TEXTAUSSCHNITT:
▼▼▼

Besonders schnell anerkannt werden afghanische Flüchtlinge, die in den vergangenen Jahren für die in ihrer Heimat stationierten Bundeswehr-Einheiten gearbeitet haben. Dennoch finden sie nicht so schnell Arbeit, wie es das Job-Center wünscht. Sie warten oft sechs bis neun Monate auf einen Sprachkursus, beklagt Roushanpour.
Ohne Sprachkenntnisse fällt die Integration der Flüchtlinge besonders schwer. Sie zu erwerben fällt leichter, wenn die Asylbewerber nicht in Gemeinschaftsunterkünften, sondern zwischen Deutschen wohnen. Aber können sie sich nicht besser helfen, wenn sie mit Landsleuten Tür an Tür wohnen, wollten sie Synodalen wissen. Die Diakonie-Mitarbeiterinnen sagten klar Nein. Sie räumten aber ein, dass etwa in Hude ungewöhnlich viele Eriträer lebten, die sich gut gegenseitig unterstützten. Und auch die alt-christlichen Aramäer aus Syrien und der Türkei suchten ähnlich wie Jeziden die Nähe zueinander, vor allem aus Glaubensgründen.

▲▲▲

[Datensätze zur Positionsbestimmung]

▼▼▼

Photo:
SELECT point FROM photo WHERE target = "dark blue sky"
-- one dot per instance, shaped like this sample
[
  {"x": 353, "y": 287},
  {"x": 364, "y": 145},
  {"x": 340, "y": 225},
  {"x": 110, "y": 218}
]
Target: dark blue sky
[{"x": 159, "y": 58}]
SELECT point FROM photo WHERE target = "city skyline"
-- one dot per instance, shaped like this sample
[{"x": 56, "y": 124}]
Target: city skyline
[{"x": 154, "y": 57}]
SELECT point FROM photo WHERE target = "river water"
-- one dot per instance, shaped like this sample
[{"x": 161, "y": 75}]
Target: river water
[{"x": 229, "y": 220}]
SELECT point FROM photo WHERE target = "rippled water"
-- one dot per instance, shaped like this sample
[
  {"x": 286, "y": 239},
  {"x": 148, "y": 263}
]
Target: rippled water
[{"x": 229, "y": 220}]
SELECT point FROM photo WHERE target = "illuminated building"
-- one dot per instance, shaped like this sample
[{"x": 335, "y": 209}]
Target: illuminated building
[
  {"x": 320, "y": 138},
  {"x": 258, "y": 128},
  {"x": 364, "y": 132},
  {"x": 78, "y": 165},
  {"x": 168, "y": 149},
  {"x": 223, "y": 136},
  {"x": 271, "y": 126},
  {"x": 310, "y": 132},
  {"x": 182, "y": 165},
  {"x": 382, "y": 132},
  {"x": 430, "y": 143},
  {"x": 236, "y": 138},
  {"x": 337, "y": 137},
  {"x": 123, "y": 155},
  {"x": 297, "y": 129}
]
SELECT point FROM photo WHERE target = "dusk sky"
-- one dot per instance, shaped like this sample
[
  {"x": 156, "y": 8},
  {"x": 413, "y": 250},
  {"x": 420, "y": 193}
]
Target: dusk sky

▲▲▲

AUFGABEN:
1. Wie lange warten afghanische Flüchtlinge laut dem Textausschnitt zur Flüchtlingsintegration oft auf einen Sprachkurs?
2. Kopiere sämtliche Datensätze zur Positionsbestimmung zeichengetreu und Zeile für Zeile.
Die Datensätze stehen in keinem Zusammenhang mit dem Textausschnitt.

LÖSUNGEN:
1. Sechs bis neun Monate.

2.
Photo:
SELECT point FROM photo WHERE target = "dark blue sky"
-- one dot per instance, shaped like this sample
[
  {"x": 353, "y": 287},
  {"x": 364, "y": 145},
  {"x": 340, "y": 225},
  {"x": 110, "y": 218}
]
Target: dark blue sky
[{"x": 159, "y": 58}]
SELECT point FROM photo WHERE target = "city skyline"
-- one dot per instance, shaped like this sample
[{"x": 56, "y": 124}]
Target: city skyline
[{"x": 154, "y": 57}]
SELECT point FROM photo WHERE target = "river water"
-- one dot per instance, shaped like this sample
[{"x": 161, "y": 75}]
Target: river water
[{"x": 229, "y": 220}]
SELECT point FROM photo WHERE target = "rippled water"
-- one dot per instance, shaped like this sample
[
  {"x": 286, "y": 239},
  {"x": 148, "y": 263}
]
Target: rippled water
[{"x": 229, "y": 220}]
SELECT point FROM photo WHERE target = "illuminated building"
-- one dot per instance, shaped like this sample
[{"x": 335, "y": 209}]
Target: illuminated building
[
  {"x": 320, "y": 138},
  {"x": 258, "y": 128},
  {"x": 364, "y": 132},
  {"x": 78, "y": 165},
  {"x": 168, "y": 149},
  {"x": 223, "y": 136},
  {"x": 271, "y": 126},
  {"x": 310, "y": 132},
  {"x": 182, "y": 165},
  {"x": 382, "y": 132},
  {"x": 430, "y": 143},
  {"x": 236, "y": 138},
  {"x": 337, "y": 137},
  {"x": 123, "y": 155},
  {"x": 297, "y": 129}
]
SELECT point FROM photo WHERE target = "dusk sky"
-- one dot per instance, shaped like this sample
[
  {"x": 156, "y": 8},
  {"x": 413, "y": 250},
  {"x": 420, "y": 193}
]
Target: dusk sky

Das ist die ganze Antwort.